[RECORDS FOR THE EXERCISE]
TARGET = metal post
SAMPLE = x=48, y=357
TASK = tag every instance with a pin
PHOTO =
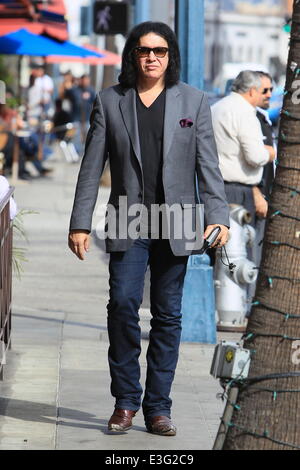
x=141, y=11
x=189, y=23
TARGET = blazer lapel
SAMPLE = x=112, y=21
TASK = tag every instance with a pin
x=128, y=110
x=172, y=110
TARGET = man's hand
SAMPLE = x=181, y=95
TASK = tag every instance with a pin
x=222, y=237
x=261, y=205
x=272, y=153
x=79, y=242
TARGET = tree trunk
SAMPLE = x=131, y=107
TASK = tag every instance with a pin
x=267, y=415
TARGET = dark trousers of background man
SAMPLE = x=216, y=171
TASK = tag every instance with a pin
x=127, y=272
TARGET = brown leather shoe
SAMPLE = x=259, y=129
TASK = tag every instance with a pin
x=121, y=420
x=161, y=425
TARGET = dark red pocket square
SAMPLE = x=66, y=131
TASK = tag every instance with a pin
x=186, y=123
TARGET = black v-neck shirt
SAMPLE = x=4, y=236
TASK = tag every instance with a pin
x=151, y=131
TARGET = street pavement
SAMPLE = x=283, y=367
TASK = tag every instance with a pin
x=56, y=388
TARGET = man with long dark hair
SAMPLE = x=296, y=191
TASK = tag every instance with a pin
x=158, y=135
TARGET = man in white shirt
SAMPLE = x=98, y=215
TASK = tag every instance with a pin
x=241, y=149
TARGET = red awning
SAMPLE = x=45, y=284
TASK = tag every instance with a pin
x=45, y=18
x=109, y=58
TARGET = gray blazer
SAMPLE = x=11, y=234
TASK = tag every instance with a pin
x=188, y=150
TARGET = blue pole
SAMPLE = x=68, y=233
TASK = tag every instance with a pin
x=141, y=11
x=190, y=34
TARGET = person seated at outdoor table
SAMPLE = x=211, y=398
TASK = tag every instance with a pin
x=60, y=118
x=11, y=122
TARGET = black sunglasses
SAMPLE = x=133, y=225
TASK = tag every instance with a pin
x=142, y=51
x=265, y=90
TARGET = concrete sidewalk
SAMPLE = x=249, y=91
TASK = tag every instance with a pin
x=55, y=393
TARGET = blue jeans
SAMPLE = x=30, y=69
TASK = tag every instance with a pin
x=127, y=273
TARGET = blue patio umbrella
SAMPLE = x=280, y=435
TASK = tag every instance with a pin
x=22, y=42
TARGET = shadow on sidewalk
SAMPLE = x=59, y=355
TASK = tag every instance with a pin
x=44, y=413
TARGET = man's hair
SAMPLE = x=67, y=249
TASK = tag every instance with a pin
x=129, y=71
x=245, y=80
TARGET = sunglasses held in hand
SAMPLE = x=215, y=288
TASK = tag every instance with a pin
x=265, y=90
x=142, y=51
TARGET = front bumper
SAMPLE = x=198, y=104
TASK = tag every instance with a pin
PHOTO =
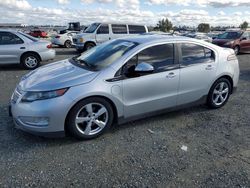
x=79, y=46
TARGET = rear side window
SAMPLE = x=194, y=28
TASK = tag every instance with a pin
x=195, y=54
x=119, y=29
x=103, y=29
x=9, y=38
x=136, y=29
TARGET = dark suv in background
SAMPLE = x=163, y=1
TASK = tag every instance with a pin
x=237, y=40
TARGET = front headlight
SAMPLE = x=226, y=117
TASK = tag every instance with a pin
x=81, y=39
x=229, y=43
x=31, y=96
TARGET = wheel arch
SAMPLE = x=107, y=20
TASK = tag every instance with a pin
x=98, y=96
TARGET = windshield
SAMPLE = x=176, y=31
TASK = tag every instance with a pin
x=102, y=56
x=29, y=37
x=229, y=35
x=92, y=28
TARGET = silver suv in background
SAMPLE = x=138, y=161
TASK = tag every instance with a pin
x=121, y=80
x=17, y=47
x=98, y=33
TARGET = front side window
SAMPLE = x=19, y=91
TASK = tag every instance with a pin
x=160, y=57
x=92, y=28
x=119, y=29
x=194, y=54
x=7, y=38
x=103, y=55
x=103, y=29
x=230, y=35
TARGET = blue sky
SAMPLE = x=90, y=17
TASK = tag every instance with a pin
x=180, y=12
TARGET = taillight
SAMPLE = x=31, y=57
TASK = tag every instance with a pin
x=231, y=57
x=49, y=46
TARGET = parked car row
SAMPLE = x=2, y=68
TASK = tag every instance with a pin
x=121, y=80
x=17, y=47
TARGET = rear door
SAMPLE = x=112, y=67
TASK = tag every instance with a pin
x=119, y=30
x=102, y=34
x=197, y=71
x=11, y=47
x=245, y=42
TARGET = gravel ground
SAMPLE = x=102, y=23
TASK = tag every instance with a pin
x=144, y=153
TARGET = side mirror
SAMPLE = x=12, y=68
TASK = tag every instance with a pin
x=144, y=68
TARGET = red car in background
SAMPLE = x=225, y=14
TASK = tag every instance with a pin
x=38, y=34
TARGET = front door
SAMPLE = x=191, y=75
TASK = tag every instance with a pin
x=144, y=93
x=198, y=69
x=11, y=46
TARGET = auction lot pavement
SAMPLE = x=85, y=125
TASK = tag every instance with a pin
x=144, y=153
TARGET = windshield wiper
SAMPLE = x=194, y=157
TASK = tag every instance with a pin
x=82, y=62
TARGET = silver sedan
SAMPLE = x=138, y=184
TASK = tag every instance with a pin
x=17, y=47
x=121, y=80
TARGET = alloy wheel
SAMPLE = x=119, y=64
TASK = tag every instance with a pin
x=91, y=119
x=220, y=93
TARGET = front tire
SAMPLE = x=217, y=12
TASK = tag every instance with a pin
x=236, y=50
x=30, y=61
x=90, y=118
x=219, y=93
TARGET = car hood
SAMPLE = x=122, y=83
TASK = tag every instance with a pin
x=221, y=41
x=54, y=76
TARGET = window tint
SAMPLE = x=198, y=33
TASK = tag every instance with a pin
x=135, y=29
x=119, y=29
x=193, y=54
x=103, y=29
x=160, y=57
x=9, y=38
x=245, y=35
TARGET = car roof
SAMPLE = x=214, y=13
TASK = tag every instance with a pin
x=145, y=38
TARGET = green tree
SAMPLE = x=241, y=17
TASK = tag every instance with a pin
x=203, y=27
x=164, y=25
x=244, y=25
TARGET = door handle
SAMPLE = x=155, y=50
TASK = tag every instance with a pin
x=209, y=67
x=171, y=75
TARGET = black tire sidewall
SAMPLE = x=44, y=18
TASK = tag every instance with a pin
x=210, y=102
x=25, y=56
x=68, y=42
x=71, y=127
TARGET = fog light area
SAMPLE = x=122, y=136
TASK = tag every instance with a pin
x=34, y=121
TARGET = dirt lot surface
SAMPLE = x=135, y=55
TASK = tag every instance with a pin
x=144, y=153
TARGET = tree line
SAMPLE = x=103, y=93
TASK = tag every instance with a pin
x=165, y=25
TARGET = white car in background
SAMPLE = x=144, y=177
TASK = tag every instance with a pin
x=64, y=38
x=98, y=33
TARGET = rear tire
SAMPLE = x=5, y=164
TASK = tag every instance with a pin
x=219, y=93
x=90, y=118
x=30, y=61
x=68, y=44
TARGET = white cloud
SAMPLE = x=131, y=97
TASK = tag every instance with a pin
x=63, y=2
x=19, y=4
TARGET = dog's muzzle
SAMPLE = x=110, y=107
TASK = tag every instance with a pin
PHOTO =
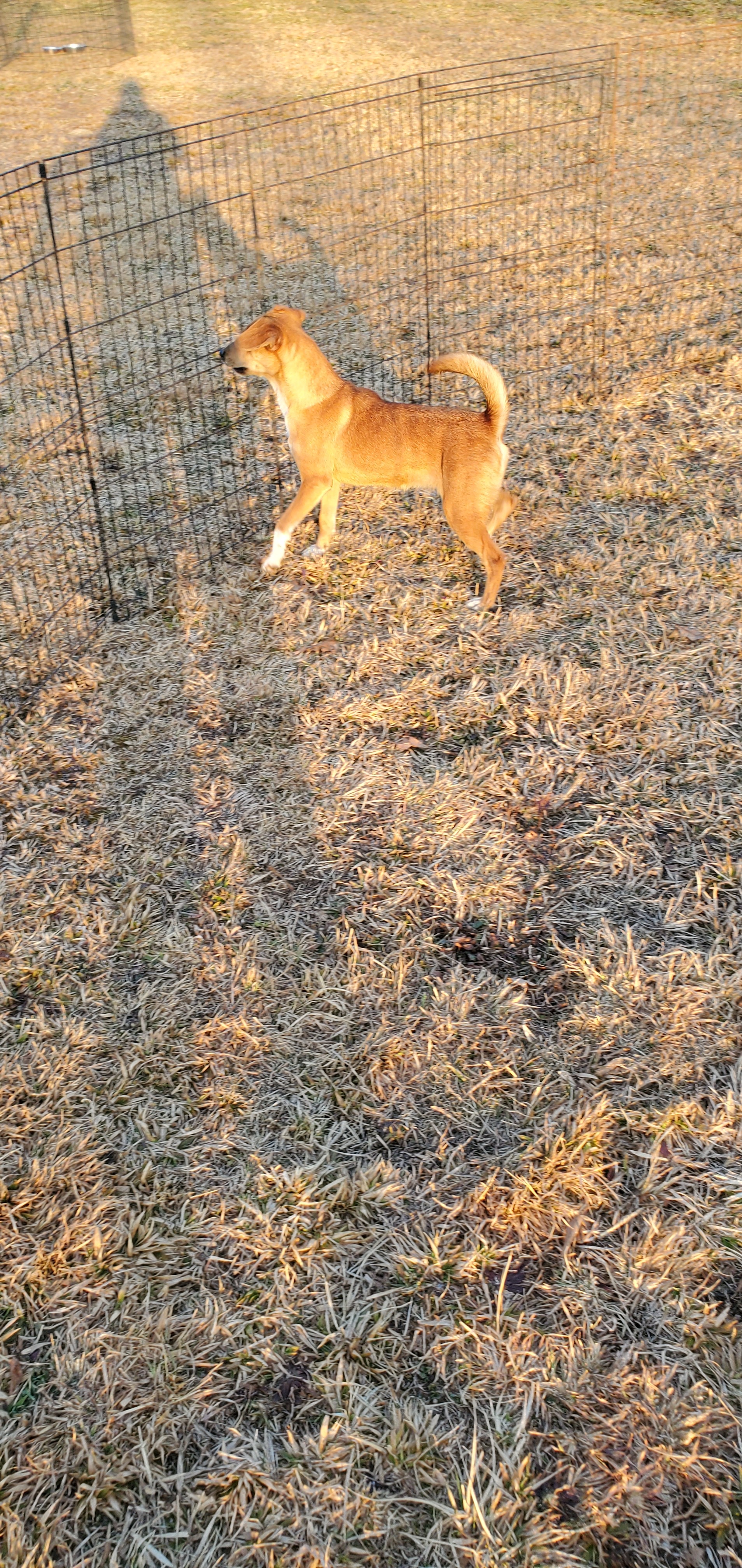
x=239, y=371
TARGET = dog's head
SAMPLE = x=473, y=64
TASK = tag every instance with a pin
x=256, y=352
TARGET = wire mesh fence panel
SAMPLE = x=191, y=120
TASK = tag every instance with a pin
x=517, y=173
x=57, y=24
x=525, y=209
x=677, y=225
x=52, y=564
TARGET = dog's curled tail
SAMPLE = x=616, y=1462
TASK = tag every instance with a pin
x=488, y=378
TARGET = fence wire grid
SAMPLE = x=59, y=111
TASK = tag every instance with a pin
x=573, y=217
x=30, y=26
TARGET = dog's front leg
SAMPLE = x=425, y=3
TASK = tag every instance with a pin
x=329, y=521
x=308, y=495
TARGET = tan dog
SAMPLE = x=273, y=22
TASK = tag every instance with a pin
x=346, y=435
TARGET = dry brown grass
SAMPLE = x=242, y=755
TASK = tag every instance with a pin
x=373, y=1087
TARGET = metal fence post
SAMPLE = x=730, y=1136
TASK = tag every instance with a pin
x=80, y=410
x=598, y=372
x=421, y=103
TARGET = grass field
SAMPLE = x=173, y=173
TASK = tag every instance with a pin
x=201, y=60
x=371, y=982
x=373, y=1086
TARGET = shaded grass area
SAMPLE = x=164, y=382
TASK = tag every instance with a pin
x=373, y=1084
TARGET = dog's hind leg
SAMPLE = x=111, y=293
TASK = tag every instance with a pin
x=308, y=495
x=502, y=509
x=329, y=521
x=470, y=520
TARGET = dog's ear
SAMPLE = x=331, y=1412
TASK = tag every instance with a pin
x=286, y=310
x=264, y=334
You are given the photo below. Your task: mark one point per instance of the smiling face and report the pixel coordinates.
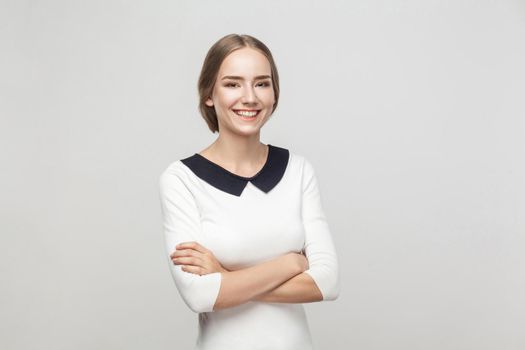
(243, 94)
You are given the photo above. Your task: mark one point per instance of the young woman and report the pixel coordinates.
(243, 220)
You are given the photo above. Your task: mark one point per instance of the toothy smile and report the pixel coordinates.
(246, 113)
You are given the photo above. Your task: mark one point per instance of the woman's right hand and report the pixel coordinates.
(300, 260)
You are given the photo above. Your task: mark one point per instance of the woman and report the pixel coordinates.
(243, 221)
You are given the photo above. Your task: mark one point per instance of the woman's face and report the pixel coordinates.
(243, 84)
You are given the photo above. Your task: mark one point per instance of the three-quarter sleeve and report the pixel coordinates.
(319, 247)
(181, 223)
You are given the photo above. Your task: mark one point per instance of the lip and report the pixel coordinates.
(247, 110)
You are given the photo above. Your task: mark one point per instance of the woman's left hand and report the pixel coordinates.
(196, 259)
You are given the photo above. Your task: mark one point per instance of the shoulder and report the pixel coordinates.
(301, 162)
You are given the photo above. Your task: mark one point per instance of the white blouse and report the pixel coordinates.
(245, 221)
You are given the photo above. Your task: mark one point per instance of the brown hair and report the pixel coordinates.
(210, 69)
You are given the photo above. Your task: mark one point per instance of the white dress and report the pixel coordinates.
(245, 221)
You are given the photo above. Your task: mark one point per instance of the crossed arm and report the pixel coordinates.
(291, 278)
(280, 280)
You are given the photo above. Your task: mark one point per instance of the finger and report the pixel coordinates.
(193, 245)
(188, 261)
(186, 252)
(192, 269)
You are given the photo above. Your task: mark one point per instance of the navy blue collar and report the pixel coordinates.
(266, 179)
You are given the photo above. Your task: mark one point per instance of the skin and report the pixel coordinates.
(239, 150)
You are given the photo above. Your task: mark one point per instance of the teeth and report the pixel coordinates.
(246, 114)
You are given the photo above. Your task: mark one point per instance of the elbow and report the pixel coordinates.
(199, 293)
(332, 291)
(327, 280)
(197, 306)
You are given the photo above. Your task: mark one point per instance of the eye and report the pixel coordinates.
(265, 83)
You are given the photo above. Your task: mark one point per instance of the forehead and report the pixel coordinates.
(245, 62)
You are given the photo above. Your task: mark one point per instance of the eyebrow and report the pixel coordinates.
(235, 77)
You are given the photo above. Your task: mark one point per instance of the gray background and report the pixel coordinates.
(411, 112)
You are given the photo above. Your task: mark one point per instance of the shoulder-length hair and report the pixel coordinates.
(210, 69)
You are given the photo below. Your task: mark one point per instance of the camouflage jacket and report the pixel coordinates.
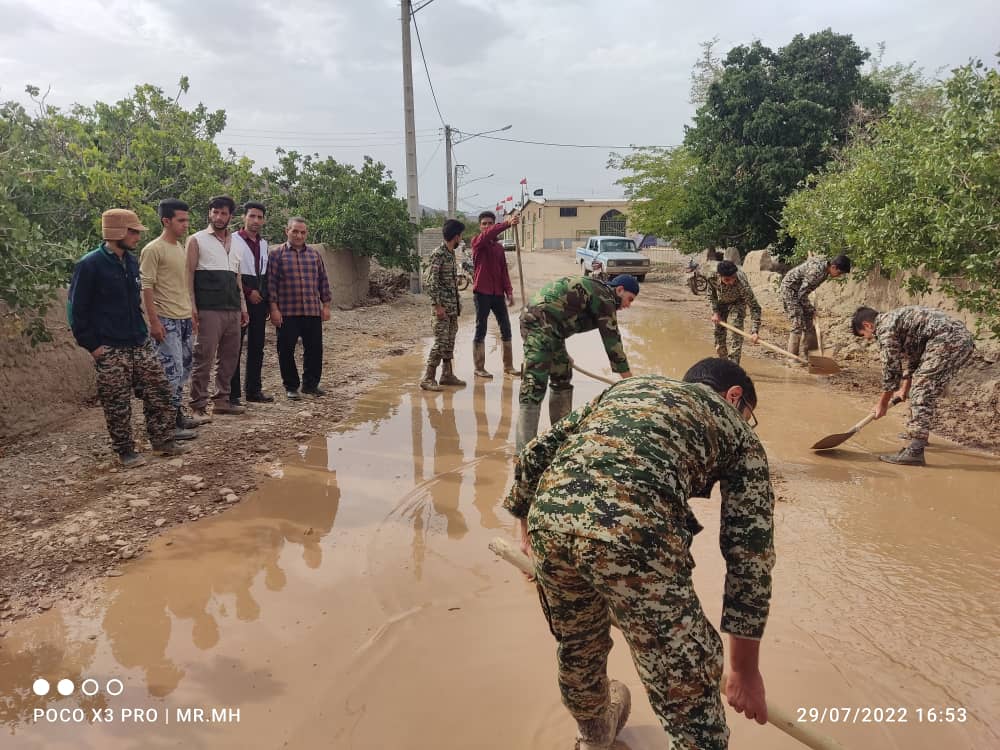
[/RECORDS FOR THE EXERCISE]
WHAT YOU SHOULD DO
Count the lines in the records above that hold the word "sunglasses", and give only that number.

RESULT BELOW
2